▸ TEXT TO READ:
[Begin]

The number of values removed from the data: 1155
The percent reduction due to uniquification: 2.31%
Note

Don't forget that if you want to run the datauniqifier you must use your terminal to first go into the GitHub repository containing this project and then go into the datauniqifier directory that contains the project's code. Finally, remember that before running the program you must run poetry install to add the dependencies.

Adding Functionality

One of your tasks for this project is to address all of the TODO markers in the analyze, extract, and main modules of the datauniqifier program. After you have completed all of the TODO markers inside of the provided Python source code, you should execute the program in a variety of configurations so as to determine the influence that the size of the input data set, the procedure chosen for performing uniquification, and the type of data that is input into the uniquification procedure has on the memory and time efficiency of the process and the amount of reduction achieved by a specific configuration.

To automatically generate data sets of different sizes, you can use the CSV Faker tool that relies on the Faker Package package with a command like csvfaker --rows 50000 email job > data.txt. Note that this command will create a data file called data.txt that contains two columns, the first for an email and the second for a job. It is also important to note that this command will generate a data set that contains a total of 50,000 individual records of data. Please bear in mind that running the csvfaker program in this fashion may, depending on the performance characteristics of your laptop, require a long time to run. Using the aforementioned approach for running the csvfaker program you should generate different data files and then use them as the input to the datauniquifier program. While everyone learning to be a proactive programmer is encouraged to use the csvfaker tool to generate their own data sets, you can complete this project's required tasks by using the provided data.txt file in the input directory.

[End]

▸ PROVIDED MATERIAL:
[Begin]

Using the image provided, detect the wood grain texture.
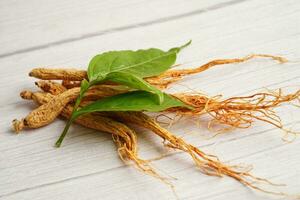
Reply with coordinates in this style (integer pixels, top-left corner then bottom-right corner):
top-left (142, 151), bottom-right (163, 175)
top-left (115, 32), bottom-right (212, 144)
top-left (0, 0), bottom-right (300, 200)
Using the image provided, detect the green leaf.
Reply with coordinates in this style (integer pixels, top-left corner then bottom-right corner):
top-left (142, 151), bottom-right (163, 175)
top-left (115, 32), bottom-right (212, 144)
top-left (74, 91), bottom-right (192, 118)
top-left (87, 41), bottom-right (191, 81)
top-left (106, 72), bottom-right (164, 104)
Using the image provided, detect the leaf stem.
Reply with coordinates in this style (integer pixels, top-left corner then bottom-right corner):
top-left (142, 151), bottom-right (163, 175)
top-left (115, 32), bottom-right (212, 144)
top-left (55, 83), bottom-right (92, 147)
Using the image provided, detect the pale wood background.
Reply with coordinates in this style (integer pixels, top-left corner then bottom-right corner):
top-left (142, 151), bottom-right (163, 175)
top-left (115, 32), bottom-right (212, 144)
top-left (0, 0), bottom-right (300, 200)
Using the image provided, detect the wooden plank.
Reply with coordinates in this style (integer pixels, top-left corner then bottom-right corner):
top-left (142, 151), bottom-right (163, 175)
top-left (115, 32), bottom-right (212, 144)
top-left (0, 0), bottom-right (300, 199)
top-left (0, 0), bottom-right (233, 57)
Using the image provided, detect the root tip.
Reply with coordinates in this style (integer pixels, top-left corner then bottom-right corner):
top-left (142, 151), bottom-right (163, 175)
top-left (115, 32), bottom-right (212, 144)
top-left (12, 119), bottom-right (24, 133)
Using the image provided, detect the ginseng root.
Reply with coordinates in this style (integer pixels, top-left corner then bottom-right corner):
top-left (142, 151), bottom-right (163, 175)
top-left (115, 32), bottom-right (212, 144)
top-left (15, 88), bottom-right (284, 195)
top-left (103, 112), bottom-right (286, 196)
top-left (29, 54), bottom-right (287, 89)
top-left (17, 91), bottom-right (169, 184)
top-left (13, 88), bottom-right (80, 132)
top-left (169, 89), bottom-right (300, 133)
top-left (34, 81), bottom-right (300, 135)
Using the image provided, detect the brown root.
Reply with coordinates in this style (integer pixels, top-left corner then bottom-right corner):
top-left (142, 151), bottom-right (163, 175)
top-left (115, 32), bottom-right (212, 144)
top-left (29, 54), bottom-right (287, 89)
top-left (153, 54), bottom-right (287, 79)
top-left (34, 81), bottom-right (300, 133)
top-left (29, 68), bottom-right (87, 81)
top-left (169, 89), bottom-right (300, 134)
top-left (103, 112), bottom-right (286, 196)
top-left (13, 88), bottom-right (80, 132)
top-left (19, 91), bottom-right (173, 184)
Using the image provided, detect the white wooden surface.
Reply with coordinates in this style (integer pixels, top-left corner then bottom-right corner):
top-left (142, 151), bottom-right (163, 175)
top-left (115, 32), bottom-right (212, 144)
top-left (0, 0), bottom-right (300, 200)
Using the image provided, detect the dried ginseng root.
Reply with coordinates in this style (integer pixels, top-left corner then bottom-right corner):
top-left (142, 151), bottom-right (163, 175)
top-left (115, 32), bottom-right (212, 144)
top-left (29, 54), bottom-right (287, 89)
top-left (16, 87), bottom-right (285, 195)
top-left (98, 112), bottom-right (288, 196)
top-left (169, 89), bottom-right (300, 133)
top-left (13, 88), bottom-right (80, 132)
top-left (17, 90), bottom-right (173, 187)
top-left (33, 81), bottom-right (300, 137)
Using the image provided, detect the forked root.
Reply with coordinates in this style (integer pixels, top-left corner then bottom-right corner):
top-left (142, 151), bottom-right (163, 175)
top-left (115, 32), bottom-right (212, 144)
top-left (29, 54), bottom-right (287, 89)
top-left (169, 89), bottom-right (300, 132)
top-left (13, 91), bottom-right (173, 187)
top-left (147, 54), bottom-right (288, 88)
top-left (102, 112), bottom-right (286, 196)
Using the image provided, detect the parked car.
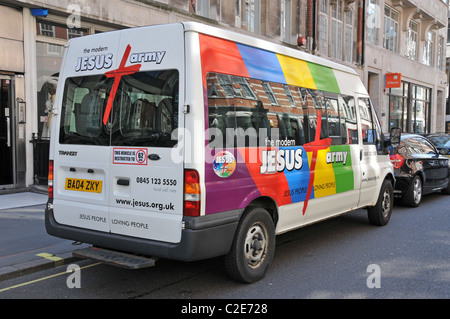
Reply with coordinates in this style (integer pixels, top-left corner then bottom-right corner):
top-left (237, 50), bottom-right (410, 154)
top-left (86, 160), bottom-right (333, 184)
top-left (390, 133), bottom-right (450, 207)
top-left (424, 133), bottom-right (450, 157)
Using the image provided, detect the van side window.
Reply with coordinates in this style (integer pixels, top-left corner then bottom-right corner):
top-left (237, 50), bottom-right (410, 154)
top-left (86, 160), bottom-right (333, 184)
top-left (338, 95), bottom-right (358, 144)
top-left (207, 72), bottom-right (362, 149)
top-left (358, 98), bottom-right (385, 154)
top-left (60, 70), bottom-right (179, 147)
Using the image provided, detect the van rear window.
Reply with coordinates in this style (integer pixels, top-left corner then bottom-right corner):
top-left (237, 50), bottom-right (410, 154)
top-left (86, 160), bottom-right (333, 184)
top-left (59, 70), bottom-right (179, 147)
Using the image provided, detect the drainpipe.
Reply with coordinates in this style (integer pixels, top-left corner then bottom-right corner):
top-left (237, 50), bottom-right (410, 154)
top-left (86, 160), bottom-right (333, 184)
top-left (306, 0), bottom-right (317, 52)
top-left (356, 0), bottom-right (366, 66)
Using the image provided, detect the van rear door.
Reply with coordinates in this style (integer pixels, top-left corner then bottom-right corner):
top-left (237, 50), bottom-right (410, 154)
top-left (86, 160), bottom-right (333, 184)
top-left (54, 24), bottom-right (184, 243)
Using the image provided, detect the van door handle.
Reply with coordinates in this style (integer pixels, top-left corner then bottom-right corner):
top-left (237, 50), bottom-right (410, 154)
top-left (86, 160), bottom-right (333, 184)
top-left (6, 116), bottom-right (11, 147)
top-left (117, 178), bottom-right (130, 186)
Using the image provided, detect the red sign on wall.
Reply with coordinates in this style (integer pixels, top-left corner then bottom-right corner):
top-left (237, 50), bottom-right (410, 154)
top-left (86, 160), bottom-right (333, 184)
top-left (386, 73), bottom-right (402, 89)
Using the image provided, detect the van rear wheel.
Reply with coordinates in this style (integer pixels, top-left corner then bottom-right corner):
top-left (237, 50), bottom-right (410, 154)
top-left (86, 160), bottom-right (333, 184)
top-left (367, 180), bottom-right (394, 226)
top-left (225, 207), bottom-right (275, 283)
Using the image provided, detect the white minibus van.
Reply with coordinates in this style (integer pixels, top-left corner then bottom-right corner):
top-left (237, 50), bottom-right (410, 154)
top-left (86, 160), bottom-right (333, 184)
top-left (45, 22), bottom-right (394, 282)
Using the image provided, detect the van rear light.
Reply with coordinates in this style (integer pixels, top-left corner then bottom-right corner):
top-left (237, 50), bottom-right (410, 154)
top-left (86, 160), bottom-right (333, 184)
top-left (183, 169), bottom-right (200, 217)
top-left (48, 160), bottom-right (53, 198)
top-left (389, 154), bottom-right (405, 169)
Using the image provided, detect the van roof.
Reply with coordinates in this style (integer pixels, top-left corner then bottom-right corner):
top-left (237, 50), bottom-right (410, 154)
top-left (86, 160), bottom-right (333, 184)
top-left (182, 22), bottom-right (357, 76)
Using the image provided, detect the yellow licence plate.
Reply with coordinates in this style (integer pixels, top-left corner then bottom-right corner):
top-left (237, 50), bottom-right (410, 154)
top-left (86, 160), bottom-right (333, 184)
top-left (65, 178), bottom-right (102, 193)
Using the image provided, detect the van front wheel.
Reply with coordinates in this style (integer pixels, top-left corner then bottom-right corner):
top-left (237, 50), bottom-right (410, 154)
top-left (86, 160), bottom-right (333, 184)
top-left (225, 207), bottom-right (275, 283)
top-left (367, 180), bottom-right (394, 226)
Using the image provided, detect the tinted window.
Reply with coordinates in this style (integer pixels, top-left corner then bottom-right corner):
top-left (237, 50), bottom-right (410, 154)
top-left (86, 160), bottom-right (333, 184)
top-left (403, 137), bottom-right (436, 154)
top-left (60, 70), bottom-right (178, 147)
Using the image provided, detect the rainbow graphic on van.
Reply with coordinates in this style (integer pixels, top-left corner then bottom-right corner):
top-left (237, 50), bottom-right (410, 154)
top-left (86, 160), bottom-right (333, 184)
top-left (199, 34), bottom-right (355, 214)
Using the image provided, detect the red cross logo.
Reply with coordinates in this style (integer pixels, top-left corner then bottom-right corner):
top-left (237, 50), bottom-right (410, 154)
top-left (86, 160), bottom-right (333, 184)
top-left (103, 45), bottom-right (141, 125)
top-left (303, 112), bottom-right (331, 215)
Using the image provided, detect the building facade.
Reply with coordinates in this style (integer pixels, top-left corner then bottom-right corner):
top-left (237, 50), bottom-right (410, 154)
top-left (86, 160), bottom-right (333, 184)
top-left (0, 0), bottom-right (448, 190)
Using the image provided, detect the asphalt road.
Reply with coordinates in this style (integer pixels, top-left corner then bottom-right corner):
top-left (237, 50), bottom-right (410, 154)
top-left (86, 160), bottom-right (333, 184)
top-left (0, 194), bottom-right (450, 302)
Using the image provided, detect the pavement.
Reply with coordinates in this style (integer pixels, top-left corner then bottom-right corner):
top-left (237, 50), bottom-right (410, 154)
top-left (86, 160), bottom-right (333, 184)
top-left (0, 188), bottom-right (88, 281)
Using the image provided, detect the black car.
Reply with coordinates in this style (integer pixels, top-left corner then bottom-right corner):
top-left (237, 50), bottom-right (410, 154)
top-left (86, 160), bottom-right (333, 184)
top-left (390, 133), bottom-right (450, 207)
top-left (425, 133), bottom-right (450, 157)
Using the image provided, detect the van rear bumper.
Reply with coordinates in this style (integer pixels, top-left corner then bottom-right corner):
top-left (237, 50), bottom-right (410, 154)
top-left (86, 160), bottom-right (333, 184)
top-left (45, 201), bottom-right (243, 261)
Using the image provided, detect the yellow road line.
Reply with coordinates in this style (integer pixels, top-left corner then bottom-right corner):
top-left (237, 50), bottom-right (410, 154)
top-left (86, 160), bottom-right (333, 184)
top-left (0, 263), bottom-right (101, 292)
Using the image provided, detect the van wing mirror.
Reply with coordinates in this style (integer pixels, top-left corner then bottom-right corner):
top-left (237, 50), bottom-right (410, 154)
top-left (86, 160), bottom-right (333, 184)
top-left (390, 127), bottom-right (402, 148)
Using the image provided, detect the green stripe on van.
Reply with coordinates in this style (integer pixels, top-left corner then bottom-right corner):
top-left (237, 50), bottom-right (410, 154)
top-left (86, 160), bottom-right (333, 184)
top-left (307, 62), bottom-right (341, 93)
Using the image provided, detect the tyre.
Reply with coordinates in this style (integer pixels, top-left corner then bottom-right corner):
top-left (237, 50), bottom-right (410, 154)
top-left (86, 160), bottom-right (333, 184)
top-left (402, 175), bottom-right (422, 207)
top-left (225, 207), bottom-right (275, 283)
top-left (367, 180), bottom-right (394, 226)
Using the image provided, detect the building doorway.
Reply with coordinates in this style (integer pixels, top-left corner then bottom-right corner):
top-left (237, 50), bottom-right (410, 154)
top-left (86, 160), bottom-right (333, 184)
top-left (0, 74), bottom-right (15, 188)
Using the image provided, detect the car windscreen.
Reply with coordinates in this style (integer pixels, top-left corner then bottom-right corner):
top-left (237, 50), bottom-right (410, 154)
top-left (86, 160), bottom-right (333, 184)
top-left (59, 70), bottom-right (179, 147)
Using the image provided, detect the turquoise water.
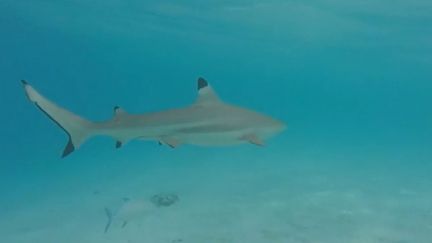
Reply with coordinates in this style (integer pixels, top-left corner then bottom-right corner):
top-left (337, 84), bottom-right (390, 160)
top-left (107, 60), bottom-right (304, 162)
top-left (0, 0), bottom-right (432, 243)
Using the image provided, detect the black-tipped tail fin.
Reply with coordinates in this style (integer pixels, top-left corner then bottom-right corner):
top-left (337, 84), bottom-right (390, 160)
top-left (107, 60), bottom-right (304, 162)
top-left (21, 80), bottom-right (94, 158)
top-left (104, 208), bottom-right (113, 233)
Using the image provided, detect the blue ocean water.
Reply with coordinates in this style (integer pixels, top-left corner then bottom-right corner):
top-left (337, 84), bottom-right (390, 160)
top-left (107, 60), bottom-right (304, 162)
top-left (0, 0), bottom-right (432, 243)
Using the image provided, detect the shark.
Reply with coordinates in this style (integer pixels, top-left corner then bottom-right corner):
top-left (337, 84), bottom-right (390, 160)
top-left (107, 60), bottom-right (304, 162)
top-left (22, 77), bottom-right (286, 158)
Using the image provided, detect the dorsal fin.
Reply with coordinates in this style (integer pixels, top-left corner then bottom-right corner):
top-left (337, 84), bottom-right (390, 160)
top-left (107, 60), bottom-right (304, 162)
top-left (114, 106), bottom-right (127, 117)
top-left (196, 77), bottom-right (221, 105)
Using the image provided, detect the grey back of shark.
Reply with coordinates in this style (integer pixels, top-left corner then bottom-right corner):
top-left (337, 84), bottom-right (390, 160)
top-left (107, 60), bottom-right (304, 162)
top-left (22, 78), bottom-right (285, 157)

[End]

▸ TASKS:
a: Using the datauniqifier instructions, answer each question on its own line, marking the answers (i), (ii), (iii):
(i) What command must be run before running the program?
(ii) Which modules of the program contain TODO markers?
(iii) How many records does the example csvfaker command generate?
b: Summarize the datauniqifier instructions in two sentences.
c: According to the datauniqifier instructions, why should the program be executed in a variety of configurations once the TODO markers are completed?
The items are not needed for anything here.

▸ FINAL ANSWERS:
a:
(i) poetry install
(ii) The analyze, extract, and main modules
(iii) 50,000

b: Before running the datauniqifier, you must move into its code directory inside the project's GitHub repository and run poetry install to add the dependencies. After completing the TODO markers in the analyze, extract, and main modules, you should run the program in varied configurations, using data files generated with the csvfaker tool or the provided data.txt file, to see how input size, uniquification procedure, and data type affect time and memory efficiency and the amount of reduction.

c: Running it in varied configurations shows how the size of the input data set, the uniquification procedure chosen, and the type of input data influence the process. It reveals their effect on memory and time efficiency and on the amount of reduction a given configuration achieves.